[Challenges]
1 - In the code patch, which Spark version does the first change move the project to?
2 - Pick up the code patch right after its last line and keep writing it.

___ Source text ___

From bb0d56e8e7ff70e5d45b35aaf0e188b5750d80c0 Mon Sep 17 00:00:00 2001
From: Alex Theimer <theimer.alex@gmail.com>
Date: Mon, 22 Jan 2024 15:40:44 -0800
Subject: [PATCH 1/7] upgrade spark to 3.4.0

---
 project/Dependencies.scala | 2 +-
 1 file changed, 1 insertion(+), 1 deletion(-)
diff --git a/project/Dependencies.scala b/project/Dependencies.scala
index 8c370fae55..174b3c1956 100644
--- a/project/Dependencies.scala
+++ b/project/Dependencies.scala
@@ -23,7 +23,7 @@ object Dependencies {
   val ficusVersion      = "1.3.4"
   val kamonBundleVersion = "2.2.2"
   val monixKafkaVersion = "1.0.0-RC6"
-  val sparkVersion      = "2.4.8"
+  val sparkVersion      = "3.4.0"
   val sttpVersion       = "1.3.3"
 
   /* Dependencies shared */

From a50d90238b771c980ac28fccf757a2174164eddd Mon Sep 17 00:00:00 2001
From: Alex Theimer <theimer.alex@gmail.com>
Date: Mon, 29 Jan 2024 13:03:13 -0800
Subject: [PATCH 2/7] enable export to multiple destinations

---
 core/src/main/resources/filodb-defaults.conf  |   2 +-
 .../downsampler/chunk/BatchExporter.scala     |   9 ++
 .../downsampler/chunk/DownsamplerMain.scala   | 103 +++++++++++++-----
 .../chunk/DownsamplerSettings.scala           |   2 +-
 .../downsampler/DownsamplerMainSpec.scala     |   4 +-
 5 files changed, 91 insertions(+), 29 deletions(-)

diff --git a/core/src/main/resources/filodb-defaults.conf b/core/src/main/resources/filodb-defaults.conf
index 72684f7bcd..1824f504dd 100644
--- a/core/src/main/resources/filodb-defaults.conf
+++ b/core/src/main/resources/filodb-defaults.conf
@@ -575,7 +575,7 @@ filodb {
       # These labels will be dropped from every exported row.
       drop-labels = ["_ws_", "drop-label1"]
 
-      bucket = "file://<path-to-file>"
+      destination-format = "file://<path-to-file>/$0"
 
       # Each row's labels are compared against all rule-group keys. If a match is found,
       #   the row's labels are compared *sequentially* against each of the group's rules until
diff --git a/spark-jobs/src/main/scala/filodb/downsampler/chunk/BatchExporter.scala b/spark-jobs/src/main/scala/filodb/downsampler/chunk/BatchExporter.scala
index 100bce1b54..1bae366b27 100644
--- a/spark-jobs/src/main/scala/filodb/downsampler/chunk/BatchExporter.scala
+++ b/spark-jobs/src/main/scala/filodb/downsampler/chunk/BatchExporter.scala
@@ -101,6 +101,15 @@ case class BatchExporter(downsamplerSettings: DownsamplerSettings, userStartTime
     }.map(_._2).toSet
   }
 
+  /**
+   * Returns the index of a column in the export schema.

___ Data extract ___

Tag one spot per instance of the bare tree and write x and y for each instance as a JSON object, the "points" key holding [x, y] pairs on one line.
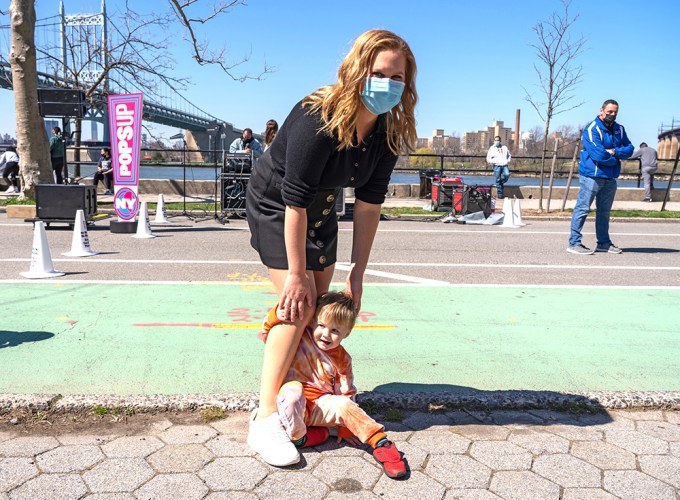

___

[Answers to the exercises]
1 - Spark 3.4.0.

2 -
+   * E.g. "foo" will return `3` if "foo" is the name of the fourth column (zero-indexed)
+   *   of each exported row.
+   */
+  def getRowIndex(fieldName: String): Option[Int] = {
+    exportSchema.zipWithIndex.find(_._1.name == fieldName).map(_._2)
+  }
+
   // Unused, but keeping here for convenience if needed later.
   private def hashToString(bytes: Array[Byte]): String = {
     MessageDigest.getInstance("SHA-256")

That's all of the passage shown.